[[ Source passage open ]]
Dilena Pathragoda, Managing Director of the Centre for Environmental Justice (CEJ), has said the growing environmental damage across the island is not the result of regulatory gaps, but of persistent failure to enforce existing laws.
“Sri Lanka does not suffer from a lack of environmental regulations — it suffers from a lack of political will to enforce them,” Pathragoda told The Sunday Island. “Environmental destruction is taking place openly, often with official knowledge, and almost always without accountability.”
Dr. Pathragoda has said environmental impact assessments are increasingly treated as procedural formalities rather than binding safeguards, allowing ecologically sensitive areas to be cleared or altered with minimal oversight.
“When environmental approvals are rushed, diluted or ignored altogether, the consequences are predictable — habitat loss, biodiversity decline and escalating conflict between humans and nature,” Pathragoda said.
Environmental activist Janaka Withanage warned that unregulated development and land-use changes are dismantling natural ecosystems that have sustained rural communities for generations.
“We are destroying natural buffers that protect people from floods, droughts and soil erosion,” Withanage said. “Once wetlands, forests and river catchments are damaged, the impacts are felt far beyond the project site.”
Withanage said communities are increasingly left vulnerable as environmental degradation accelerates, while those responsible rarely face legal consequences.
[[ Source passage closed ]]
[[ Records supplied open ]]
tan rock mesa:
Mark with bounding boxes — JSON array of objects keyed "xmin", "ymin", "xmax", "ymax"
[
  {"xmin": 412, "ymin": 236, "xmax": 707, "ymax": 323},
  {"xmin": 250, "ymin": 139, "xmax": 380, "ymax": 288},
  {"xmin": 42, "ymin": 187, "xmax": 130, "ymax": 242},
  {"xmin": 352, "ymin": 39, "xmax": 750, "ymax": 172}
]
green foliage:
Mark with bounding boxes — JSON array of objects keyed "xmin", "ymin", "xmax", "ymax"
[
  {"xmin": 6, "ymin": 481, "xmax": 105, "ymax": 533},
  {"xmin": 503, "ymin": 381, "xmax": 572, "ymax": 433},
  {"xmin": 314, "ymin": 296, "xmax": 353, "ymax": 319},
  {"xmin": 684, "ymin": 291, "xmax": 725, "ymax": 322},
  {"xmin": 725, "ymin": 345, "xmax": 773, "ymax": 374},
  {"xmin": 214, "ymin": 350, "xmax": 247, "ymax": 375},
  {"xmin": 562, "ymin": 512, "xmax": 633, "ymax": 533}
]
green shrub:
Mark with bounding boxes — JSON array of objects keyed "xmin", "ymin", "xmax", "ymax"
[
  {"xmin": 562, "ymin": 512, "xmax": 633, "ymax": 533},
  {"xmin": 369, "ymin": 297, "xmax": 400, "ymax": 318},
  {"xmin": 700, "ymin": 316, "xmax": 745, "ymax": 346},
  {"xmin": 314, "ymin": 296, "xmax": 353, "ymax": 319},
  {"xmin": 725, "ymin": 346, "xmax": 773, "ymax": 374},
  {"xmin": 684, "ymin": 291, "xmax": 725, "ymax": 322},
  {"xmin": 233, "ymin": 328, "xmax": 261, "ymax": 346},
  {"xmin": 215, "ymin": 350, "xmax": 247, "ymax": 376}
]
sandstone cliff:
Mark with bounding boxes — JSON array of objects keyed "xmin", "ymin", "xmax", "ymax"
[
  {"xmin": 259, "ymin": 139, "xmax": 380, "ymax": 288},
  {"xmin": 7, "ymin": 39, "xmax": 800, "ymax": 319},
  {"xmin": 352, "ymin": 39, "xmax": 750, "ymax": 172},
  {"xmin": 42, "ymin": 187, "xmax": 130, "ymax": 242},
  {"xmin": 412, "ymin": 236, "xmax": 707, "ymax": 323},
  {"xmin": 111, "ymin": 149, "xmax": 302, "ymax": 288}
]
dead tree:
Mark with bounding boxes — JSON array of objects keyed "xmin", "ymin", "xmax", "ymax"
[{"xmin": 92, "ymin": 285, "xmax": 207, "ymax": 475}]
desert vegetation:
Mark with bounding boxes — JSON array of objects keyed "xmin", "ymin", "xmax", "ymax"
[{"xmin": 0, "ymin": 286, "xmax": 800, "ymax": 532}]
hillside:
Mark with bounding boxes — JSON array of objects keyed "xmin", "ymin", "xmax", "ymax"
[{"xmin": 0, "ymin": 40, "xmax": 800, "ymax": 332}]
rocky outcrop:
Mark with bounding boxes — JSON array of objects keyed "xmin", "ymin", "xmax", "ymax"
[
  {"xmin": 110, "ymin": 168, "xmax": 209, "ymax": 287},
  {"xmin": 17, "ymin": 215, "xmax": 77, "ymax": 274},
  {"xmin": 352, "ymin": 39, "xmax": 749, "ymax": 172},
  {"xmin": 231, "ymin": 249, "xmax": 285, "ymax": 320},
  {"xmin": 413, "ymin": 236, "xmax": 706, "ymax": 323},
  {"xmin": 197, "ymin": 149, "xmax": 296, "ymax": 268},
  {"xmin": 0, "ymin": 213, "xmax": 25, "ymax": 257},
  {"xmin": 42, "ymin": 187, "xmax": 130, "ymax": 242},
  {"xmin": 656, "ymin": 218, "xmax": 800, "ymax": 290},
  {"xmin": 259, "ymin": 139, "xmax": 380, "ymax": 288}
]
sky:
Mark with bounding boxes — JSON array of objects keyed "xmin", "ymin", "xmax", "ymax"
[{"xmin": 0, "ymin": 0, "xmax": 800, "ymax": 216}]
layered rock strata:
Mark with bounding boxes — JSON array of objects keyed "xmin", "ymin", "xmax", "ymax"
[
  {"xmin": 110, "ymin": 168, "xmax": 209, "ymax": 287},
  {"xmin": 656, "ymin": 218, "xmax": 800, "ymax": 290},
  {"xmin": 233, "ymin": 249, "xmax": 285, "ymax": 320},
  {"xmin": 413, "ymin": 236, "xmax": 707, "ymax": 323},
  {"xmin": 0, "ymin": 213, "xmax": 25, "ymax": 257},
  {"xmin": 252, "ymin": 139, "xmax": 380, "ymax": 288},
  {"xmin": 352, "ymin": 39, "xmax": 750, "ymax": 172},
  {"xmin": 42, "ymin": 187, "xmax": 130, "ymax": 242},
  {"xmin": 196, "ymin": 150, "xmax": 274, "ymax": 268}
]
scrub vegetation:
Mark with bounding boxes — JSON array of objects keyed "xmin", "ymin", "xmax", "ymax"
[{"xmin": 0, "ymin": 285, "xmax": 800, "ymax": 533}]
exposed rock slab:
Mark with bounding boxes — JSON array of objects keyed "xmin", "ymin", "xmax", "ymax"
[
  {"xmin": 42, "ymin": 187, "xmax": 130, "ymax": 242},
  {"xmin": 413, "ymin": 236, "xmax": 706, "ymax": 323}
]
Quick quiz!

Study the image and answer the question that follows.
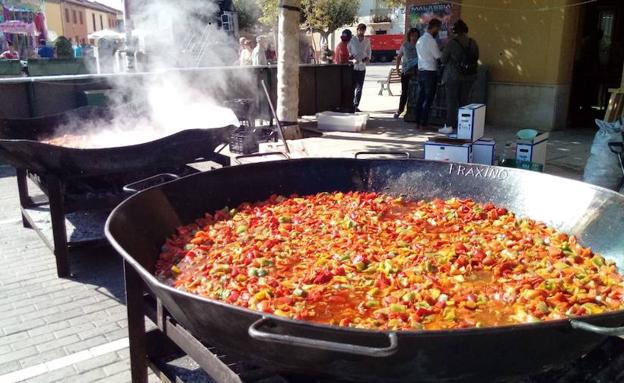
[[ Records supplied closed ]]
#### [Assigned task 1]
Write down the stretch of the Sri Lanka environment article from "Environmental activist Janaka" through "communities for generations.", word for word.
#### [Assigned task 2]
Please pick up the Sri Lanka environment article after its last sentence and carry it on.
The saved entries have no connection to the article on environmental enforcement in Sri Lanka.

#### [Answer 1]
Environmental activist Janaka Withanage warned that unregulated development and land-use changes are dismantling natural ecosystems that have sustained rural communities for generations.

#### [Answer 2]
“What we see is selective enforcement,” he said. “Small-scale offenders are targeted, while large-scale violations linked to powerful interests continue unchecked.”
Both environmentalists warned that climate variability is amplifying the damage caused by poor planning, placing additional strain on ecosystems already weakened by deforestation, sand mining and infrastructure expansion.
Pathragoda stressed that environmental protection must be treated as a national priority rather than a development obstacle.
“Environmental laws exist to protect people, livelihoods and the economy,” he said. “Ignoring them will only increase disaster risk and long-term economic losses.”
Withanage echoed the call for urgent reform, warning that continued neglect would result in irreversible damage.
“If this trajectory continues, future generations will inherit an island far more vulnerable and far less resilient,” he said.
Environmental groups say Sri Lanka’s standing as a biodiversity hotspot — and its resilience to climate-driven disasters — will ultimately depend on whether environmental governance is restored before critical thresholds are crossed.